◆ **BRIEF A**
Count the lines in the records that contain the string "beetle", treating case as significant, and reply with the number alone.
BEGIN SELECTED PASSAGE
I have to agree with you. I myself and an animal lover, but I realize hunting has its place. It contributes far more funds to preserve wildlife through the fees then anyone who says saves the animals but thats all the do..is talk. Hunting is centered around the overpopulation of animals. so that they do not starve. Being a vegetarian doesn't necessarily end their suffering either as too many farms get rid of their habitats. This is why I am a happy omnivore. I myself have lost 75 lbs from a proper diet where I just balanced things out. I do not like PETA they are hypocrites. Look it up they kill 96% of the animals they get claiming that they are 
"only the ones no one wants" They don't even contribute to anything for reforestation, or preservation of animals habitats, just their stupid ads. but i respect your opinion and wanted to inform you of this so you don't get roped in and realize later how cruel PETA really is..


----------



## re lee (Jan 4, 2003)

Pijlover said:


> Point well taken warren, I think I still have a lot to learn in the hobby
> 
> Same thing was said earlier and it had opposite effect as I felt offended though everything was factual may be its the way things are said, I am not pointing at anyone and neither my previous posts were, I was talking in general as I am doing right now.
> 
> ...


 Yes each country Has its followers in pigeons. So much history about pigeons and man. Raising pigeons Say to a standard has a goal. As raising pigeons for racing has a goal. Mating in first done in your minds EYE. when you use a plan. This can start months before birds are set down to be paired. Setting an idea on how many to raise In a given year. Which still it takes more birds being raised to fing the better ones each year. That is just a fact. And in some countries Some breeds are harder to find Where here in the USA most all breeds are to be found. And the types of feed and meds also become different. I used to set out to raise from 50 to 100 birds each year. And kept few some years just 1 or 2. Because I had in mind what I needed and what I did not. I could find homes for every bird. And gave many away. But not many people stay with pigeons Just the select few. I Have helped several get there start to only see in a short time they gave up. The hobby is dropping in all parts of the world Has been for many years. And more then not in 50 years much of the hobby will go away. There will be the few. And they will still practice breeding for select birds. As this is the only way to keep the hobby strong. As pigeons not selected revert backwards never forward. Because each breed is still a step away from its wild type NATURES design.


----------



## likebirds (Oct 22, 2012)

Smith family lofts and Pigeonfriends, I just wanted to tell you both that I really enjoyed both of your input. I once heard it said that in order to rid the world of hate that we must first rid the world of all love.


----------



## beatlemike (Nov 28, 2009)

I always thought if we were to use the unwanted birds for food that it would be ok and even help feed the homeless but then it was pointed out to me that many breeders give their birds meds and that they wouldnt be safe to eat.


----------



## Pijlover (May 5, 2010)
END SELECTED PASSAGE
BEGIN SUPPLIED DATA
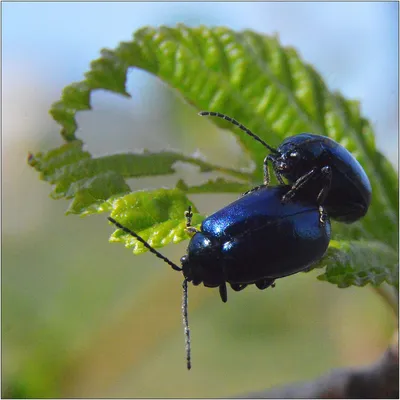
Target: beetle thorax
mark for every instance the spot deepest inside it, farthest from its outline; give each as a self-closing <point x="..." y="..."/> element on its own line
<point x="201" y="264"/>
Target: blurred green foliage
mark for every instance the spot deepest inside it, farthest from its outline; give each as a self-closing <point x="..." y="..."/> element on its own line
<point x="86" y="319"/>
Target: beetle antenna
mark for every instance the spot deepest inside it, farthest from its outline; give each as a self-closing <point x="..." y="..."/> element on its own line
<point x="141" y="240"/>
<point x="238" y="124"/>
<point x="186" y="324"/>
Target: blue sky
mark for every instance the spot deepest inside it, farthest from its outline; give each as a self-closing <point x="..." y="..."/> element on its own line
<point x="353" y="45"/>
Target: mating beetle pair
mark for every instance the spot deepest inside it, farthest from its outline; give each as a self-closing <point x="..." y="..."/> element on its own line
<point x="272" y="232"/>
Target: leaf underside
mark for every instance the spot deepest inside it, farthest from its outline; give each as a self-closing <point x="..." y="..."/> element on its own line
<point x="262" y="84"/>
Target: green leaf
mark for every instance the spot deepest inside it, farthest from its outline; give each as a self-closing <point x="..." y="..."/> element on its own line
<point x="218" y="185"/>
<point x="357" y="263"/>
<point x="259" y="82"/>
<point x="157" y="216"/>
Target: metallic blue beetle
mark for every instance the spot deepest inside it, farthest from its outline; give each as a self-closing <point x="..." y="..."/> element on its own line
<point x="254" y="240"/>
<point x="319" y="168"/>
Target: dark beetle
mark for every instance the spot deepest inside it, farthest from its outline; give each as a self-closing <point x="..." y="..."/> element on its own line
<point x="254" y="240"/>
<point x="320" y="168"/>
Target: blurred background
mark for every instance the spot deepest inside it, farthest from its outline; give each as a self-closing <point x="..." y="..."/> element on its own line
<point x="84" y="318"/>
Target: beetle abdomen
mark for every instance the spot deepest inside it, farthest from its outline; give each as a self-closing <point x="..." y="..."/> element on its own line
<point x="276" y="249"/>
<point x="260" y="237"/>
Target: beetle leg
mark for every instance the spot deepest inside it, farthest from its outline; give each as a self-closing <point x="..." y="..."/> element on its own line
<point x="223" y="293"/>
<point x="299" y="184"/>
<point x="265" y="283"/>
<point x="254" y="189"/>
<point x="237" y="287"/>
<point x="278" y="175"/>
<point x="323" y="216"/>
<point x="326" y="173"/>
<point x="189" y="228"/>
<point x="267" y="178"/>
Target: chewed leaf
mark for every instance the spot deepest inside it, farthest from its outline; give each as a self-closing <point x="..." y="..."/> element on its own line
<point x="254" y="79"/>
<point x="157" y="216"/>
<point x="358" y="263"/>
<point x="218" y="185"/>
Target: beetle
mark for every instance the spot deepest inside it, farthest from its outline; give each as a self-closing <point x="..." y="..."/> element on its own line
<point x="254" y="240"/>
<point x="320" y="167"/>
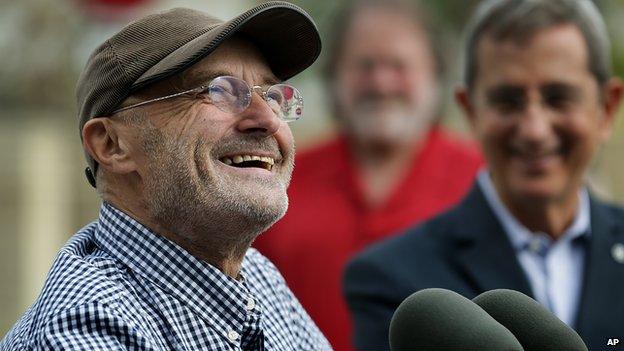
END SUPPLIED DATA
◆ **BRIEF B**
Write out the passage of the pigeon forum thread starting with "## likebirds (Oct" and going on through "safe to eat.", word for word.

◆ **FINISHED ANSWER A**
8

◆ **FINISHED ANSWER B**
## likebirds (Oct 22, 2012)

Smith family lofts and Pigeonfriends, I just wanted to tell you both that I really enjoyed both of your input. I once heard it said that in order to rid the world of hate that we must first rid the world of all love.


----------



## beatlemike (Nov 28, 2009)

I always thought if we were to use the unwanted birds for food that it would be ok and even help feed the homeless but then it was pointed out to me that many breeders give their birds meds and that they wouldnt be safe to eat.